Supplied information START

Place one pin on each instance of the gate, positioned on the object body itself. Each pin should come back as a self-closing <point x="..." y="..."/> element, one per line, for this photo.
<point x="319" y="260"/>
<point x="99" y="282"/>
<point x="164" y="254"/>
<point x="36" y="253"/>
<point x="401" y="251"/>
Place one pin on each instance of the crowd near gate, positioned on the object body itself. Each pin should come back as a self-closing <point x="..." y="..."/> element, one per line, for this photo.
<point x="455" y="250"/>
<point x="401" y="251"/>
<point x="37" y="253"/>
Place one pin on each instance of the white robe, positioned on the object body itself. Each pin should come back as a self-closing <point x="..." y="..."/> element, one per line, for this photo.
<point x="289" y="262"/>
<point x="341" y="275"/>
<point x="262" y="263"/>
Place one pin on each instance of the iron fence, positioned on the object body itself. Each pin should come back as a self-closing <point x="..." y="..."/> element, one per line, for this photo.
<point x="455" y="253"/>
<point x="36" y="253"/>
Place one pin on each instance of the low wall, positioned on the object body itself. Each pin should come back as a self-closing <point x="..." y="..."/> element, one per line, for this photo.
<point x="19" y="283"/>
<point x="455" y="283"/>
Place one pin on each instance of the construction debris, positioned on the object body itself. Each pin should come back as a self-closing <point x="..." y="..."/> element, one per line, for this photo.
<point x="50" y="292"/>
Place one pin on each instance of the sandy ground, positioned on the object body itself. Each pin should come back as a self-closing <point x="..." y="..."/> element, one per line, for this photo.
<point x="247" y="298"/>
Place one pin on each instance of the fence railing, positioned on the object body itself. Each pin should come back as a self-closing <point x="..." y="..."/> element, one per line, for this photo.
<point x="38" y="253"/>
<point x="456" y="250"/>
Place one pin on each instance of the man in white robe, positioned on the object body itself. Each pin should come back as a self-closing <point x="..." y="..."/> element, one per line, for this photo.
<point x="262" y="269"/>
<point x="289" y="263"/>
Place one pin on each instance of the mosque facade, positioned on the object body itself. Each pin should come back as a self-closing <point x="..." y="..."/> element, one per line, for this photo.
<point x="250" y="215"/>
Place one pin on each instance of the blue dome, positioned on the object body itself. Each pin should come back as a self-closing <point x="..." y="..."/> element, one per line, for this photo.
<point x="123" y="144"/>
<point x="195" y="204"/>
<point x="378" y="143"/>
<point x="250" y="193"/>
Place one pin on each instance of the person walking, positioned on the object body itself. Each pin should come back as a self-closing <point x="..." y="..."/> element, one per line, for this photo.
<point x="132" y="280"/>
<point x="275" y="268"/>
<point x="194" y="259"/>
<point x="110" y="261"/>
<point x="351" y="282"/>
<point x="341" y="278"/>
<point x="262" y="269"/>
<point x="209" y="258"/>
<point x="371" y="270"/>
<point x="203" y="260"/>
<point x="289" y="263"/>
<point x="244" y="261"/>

Supplied information END

Task: Give back exactly the lines from the line containing "Place one pin on each instance of the blue" to the end of the entries, and no other lines.

Exercise output:
Place one pin on each instance of the blue dome, positioned on the object body itself. Each pin should come back as a self-closing <point x="..." y="..."/> element, one per line, for this photo.
<point x="123" y="144"/>
<point x="195" y="204"/>
<point x="378" y="143"/>
<point x="250" y="193"/>
Place one pin on each instance of the person walking, positioned on the object body itself. Each pin should come back as a self-closing <point x="..." y="..."/> element, one per line, for this photo.
<point x="132" y="280"/>
<point x="275" y="268"/>
<point x="194" y="259"/>
<point x="110" y="261"/>
<point x="351" y="282"/>
<point x="341" y="278"/>
<point x="262" y="269"/>
<point x="209" y="258"/>
<point x="371" y="270"/>
<point x="203" y="260"/>
<point x="289" y="263"/>
<point x="244" y="261"/>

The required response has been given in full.